MATERIAL FOR THIS EXERCISE:
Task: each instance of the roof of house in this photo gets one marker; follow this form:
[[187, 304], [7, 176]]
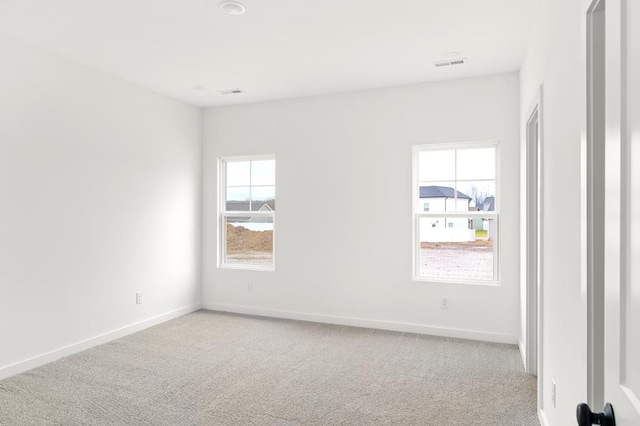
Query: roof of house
[[489, 204], [440, 192]]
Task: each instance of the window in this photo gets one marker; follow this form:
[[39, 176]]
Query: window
[[456, 239], [247, 212]]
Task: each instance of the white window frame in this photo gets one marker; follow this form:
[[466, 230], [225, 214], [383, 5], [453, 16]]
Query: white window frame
[[417, 212], [223, 213]]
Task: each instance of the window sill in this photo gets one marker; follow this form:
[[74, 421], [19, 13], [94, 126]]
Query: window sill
[[247, 267], [436, 280]]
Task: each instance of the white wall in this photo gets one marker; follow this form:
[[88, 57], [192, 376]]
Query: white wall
[[99, 198], [344, 161], [556, 60]]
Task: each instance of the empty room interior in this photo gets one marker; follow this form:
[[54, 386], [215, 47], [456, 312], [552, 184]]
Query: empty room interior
[[319, 213]]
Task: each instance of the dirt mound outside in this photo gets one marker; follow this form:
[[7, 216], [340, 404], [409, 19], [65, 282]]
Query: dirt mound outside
[[241, 239]]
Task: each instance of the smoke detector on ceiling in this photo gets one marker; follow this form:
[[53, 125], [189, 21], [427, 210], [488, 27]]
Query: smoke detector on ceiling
[[230, 91], [449, 62], [231, 7]]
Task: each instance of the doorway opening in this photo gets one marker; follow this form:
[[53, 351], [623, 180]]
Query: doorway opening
[[534, 287], [595, 197]]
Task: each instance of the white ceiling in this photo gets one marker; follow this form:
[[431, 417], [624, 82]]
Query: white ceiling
[[278, 48]]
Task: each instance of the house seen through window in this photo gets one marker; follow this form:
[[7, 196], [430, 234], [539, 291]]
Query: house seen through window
[[247, 212], [456, 237]]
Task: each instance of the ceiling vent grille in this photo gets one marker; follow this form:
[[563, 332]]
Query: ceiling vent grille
[[458, 61], [230, 91]]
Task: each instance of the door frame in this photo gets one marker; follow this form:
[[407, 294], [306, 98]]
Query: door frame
[[594, 198], [534, 240]]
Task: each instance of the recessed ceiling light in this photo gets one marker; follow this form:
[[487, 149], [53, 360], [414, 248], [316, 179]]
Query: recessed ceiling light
[[452, 53], [231, 7]]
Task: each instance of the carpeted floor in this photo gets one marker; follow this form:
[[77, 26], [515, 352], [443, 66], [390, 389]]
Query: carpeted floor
[[211, 368]]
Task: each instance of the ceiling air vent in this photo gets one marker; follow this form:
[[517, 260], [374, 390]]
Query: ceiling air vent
[[230, 91], [458, 61]]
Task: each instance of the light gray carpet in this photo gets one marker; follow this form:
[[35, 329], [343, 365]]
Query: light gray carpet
[[211, 368]]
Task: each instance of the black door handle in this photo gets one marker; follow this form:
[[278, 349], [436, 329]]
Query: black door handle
[[586, 417]]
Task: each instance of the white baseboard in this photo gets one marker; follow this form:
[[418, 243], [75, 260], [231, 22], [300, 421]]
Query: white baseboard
[[523, 353], [54, 355], [542, 418], [365, 323]]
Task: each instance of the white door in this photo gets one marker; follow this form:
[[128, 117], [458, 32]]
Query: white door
[[622, 212]]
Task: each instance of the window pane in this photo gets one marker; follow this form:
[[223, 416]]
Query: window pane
[[476, 163], [238, 173], [238, 199], [439, 195], [482, 194], [263, 198], [463, 249], [263, 172], [249, 241], [436, 165]]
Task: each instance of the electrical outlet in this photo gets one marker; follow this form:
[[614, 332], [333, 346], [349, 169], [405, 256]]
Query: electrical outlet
[[444, 303]]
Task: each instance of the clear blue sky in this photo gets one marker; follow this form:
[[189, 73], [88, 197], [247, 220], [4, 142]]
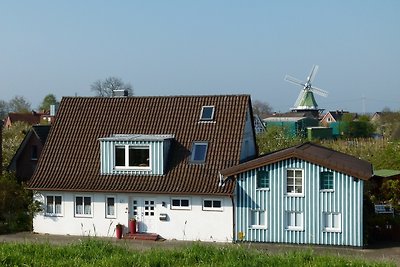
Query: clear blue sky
[[204, 47]]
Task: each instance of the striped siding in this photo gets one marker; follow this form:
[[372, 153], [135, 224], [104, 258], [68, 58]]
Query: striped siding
[[158, 152], [346, 198]]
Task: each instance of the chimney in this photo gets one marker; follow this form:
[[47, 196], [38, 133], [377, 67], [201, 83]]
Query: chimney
[[120, 93], [1, 147], [53, 109]]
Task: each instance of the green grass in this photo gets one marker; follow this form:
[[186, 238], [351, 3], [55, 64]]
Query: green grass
[[99, 253]]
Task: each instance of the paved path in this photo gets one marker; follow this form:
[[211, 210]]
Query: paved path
[[380, 252]]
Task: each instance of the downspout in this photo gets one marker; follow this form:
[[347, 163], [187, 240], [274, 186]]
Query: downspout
[[234, 239], [233, 219]]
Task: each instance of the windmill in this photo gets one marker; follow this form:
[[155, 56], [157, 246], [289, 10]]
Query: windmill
[[306, 101]]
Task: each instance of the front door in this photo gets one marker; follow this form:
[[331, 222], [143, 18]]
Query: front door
[[144, 211]]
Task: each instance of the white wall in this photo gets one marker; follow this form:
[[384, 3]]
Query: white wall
[[193, 224]]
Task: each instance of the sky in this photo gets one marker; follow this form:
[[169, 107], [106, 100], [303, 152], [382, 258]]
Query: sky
[[205, 47]]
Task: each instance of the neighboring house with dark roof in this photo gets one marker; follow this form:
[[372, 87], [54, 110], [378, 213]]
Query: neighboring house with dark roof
[[295, 123], [306, 194], [27, 155], [152, 159], [332, 116]]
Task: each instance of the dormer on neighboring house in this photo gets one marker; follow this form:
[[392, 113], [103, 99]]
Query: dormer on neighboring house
[[332, 116], [135, 154]]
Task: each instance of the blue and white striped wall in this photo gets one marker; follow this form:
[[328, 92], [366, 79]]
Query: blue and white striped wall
[[346, 198]]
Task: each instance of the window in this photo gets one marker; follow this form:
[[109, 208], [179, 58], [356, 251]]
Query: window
[[53, 205], [332, 221], [258, 219], [326, 180], [294, 220], [34, 153], [212, 204], [180, 204], [83, 206], [295, 182], [199, 152], [207, 113], [110, 207], [262, 179], [128, 156]]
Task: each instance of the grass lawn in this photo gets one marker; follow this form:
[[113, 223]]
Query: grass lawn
[[100, 253]]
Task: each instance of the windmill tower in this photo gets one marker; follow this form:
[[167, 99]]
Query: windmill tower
[[306, 101]]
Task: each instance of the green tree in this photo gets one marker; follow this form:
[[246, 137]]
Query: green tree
[[105, 88], [261, 109], [4, 109], [276, 138], [16, 206], [19, 104], [12, 138], [48, 100]]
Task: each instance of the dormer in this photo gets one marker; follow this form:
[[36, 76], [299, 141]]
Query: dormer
[[134, 154]]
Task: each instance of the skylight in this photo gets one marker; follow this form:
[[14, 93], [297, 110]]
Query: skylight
[[199, 152], [207, 113]]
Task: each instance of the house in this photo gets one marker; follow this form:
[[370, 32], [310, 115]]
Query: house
[[31, 118], [152, 159], [258, 124], [295, 123], [306, 194], [27, 155]]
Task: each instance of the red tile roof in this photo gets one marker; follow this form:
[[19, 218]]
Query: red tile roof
[[70, 160], [313, 153]]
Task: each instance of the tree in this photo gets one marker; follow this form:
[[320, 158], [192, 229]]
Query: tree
[[12, 138], [19, 104], [4, 109], [48, 100], [105, 88], [276, 138], [261, 109]]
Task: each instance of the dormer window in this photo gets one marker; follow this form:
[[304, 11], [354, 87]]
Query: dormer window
[[199, 152], [207, 113], [135, 154], [131, 156]]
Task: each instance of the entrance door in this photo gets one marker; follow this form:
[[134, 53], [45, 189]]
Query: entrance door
[[144, 211]]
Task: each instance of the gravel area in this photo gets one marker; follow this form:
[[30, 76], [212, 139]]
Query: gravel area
[[382, 251]]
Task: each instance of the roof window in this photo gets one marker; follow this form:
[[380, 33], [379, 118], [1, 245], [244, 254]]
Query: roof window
[[207, 113], [199, 152]]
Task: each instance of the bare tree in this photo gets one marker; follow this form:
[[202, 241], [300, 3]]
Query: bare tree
[[262, 109], [105, 88]]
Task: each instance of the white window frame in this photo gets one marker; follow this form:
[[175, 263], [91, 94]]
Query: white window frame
[[54, 213], [83, 214], [207, 118], [195, 144], [108, 215], [257, 177], [294, 221], [127, 147], [34, 156], [212, 208], [295, 194], [328, 221], [258, 214], [333, 182], [180, 207]]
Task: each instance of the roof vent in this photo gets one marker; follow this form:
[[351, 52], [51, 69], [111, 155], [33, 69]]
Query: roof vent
[[120, 93]]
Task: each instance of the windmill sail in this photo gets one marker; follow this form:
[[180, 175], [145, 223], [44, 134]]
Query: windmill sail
[[306, 100]]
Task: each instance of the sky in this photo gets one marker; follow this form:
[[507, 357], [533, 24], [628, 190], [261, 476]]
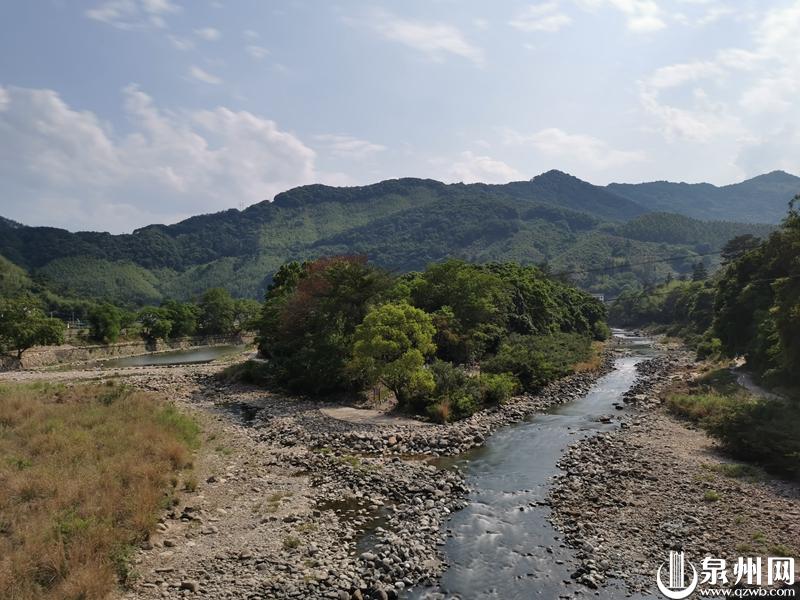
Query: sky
[[115, 114]]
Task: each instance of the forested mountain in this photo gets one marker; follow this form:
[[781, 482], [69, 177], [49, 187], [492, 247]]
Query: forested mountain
[[403, 224], [763, 199]]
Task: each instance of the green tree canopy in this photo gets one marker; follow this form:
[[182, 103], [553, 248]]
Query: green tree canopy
[[182, 315], [24, 324], [155, 323], [105, 323], [391, 346], [217, 312]]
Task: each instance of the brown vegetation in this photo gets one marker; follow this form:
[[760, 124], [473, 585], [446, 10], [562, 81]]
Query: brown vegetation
[[84, 472]]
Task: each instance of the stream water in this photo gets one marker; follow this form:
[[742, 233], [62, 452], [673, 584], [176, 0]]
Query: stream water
[[502, 545], [173, 357]]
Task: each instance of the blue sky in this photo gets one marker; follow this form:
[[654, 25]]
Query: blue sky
[[119, 113]]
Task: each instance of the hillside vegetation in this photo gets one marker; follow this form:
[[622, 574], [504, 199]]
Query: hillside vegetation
[[750, 308], [341, 325], [554, 220]]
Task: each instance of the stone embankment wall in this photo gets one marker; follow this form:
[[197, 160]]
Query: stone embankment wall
[[45, 356]]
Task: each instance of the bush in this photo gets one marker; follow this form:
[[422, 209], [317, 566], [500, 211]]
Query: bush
[[765, 431], [456, 395], [250, 371], [706, 410], [537, 360], [498, 388], [759, 430]]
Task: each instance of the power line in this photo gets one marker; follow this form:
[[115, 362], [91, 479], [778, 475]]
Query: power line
[[644, 293], [635, 264]]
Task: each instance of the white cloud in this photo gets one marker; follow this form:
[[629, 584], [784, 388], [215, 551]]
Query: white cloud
[[345, 146], [473, 168], [541, 17], [680, 74], [257, 52], [642, 16], [209, 34], [435, 40], [181, 43], [133, 14], [67, 167], [199, 74], [748, 96], [584, 150]]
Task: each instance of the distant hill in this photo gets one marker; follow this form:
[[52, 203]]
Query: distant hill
[[555, 219], [763, 199]]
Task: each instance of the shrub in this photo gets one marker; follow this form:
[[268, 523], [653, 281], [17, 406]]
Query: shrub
[[537, 360], [497, 388], [250, 371], [765, 431], [456, 395], [704, 409]]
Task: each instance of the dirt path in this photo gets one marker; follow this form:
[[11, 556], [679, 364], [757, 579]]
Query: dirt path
[[629, 497]]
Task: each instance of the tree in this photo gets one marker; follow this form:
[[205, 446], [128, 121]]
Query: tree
[[217, 312], [155, 323], [183, 317], [246, 314], [23, 324], [307, 325], [105, 323], [391, 346], [738, 246]]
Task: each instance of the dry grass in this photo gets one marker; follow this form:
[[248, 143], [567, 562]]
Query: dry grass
[[595, 360], [84, 472]]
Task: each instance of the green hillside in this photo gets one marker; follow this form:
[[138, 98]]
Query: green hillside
[[762, 199], [403, 224]]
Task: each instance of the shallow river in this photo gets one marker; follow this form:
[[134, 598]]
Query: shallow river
[[501, 546], [173, 357]]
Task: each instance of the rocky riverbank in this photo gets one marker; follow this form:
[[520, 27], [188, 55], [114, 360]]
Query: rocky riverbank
[[628, 497], [292, 503]]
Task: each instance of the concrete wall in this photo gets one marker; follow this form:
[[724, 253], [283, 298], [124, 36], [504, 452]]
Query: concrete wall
[[45, 356]]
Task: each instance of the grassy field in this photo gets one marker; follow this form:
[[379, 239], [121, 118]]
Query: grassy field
[[764, 431], [84, 473]]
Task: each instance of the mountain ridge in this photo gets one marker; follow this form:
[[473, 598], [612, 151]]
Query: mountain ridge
[[402, 224]]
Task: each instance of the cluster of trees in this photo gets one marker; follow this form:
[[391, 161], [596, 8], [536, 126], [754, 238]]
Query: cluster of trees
[[342, 324], [215, 313], [750, 308], [30, 311], [23, 324]]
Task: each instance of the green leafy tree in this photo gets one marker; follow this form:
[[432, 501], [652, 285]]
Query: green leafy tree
[[309, 320], [246, 315], [391, 346], [182, 315], [24, 324], [105, 323], [155, 323], [217, 312]]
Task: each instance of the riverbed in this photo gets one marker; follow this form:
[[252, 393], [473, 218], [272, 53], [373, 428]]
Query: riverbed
[[188, 356], [502, 544]]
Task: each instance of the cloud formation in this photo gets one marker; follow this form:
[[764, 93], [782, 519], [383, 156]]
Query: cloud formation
[[348, 147], [73, 169], [541, 17], [589, 152], [434, 40], [133, 14]]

PROBLEM DETAILS: Change "mountain ridge" to "hill crest" in the items from the line containing "Task: each instance of the grassy" through the line containing "[[342, 324], [215, 313], [750, 308], [30, 311], [23, 324]]", then reproduce that stretch with nothing else altered.

COMPLETED EXERCISE:
Task: each instance of the grassy field in this photo gets one marker; follow this form:
[[379, 239], [121, 118]]
Query: grassy field
[[764, 431], [84, 473]]
Task: each instance of the hill crest in this photo gets one marker; follow this form:
[[473, 598], [612, 151]]
Query: hill crest
[[402, 224]]
Task: each instance of the cluster of trees in this photo gets one marker; follow this form:
[[391, 161], [596, 8], [536, 126], [754, 238]]
Query: cluster of trees
[[342, 324], [215, 313], [750, 308], [30, 311], [23, 324]]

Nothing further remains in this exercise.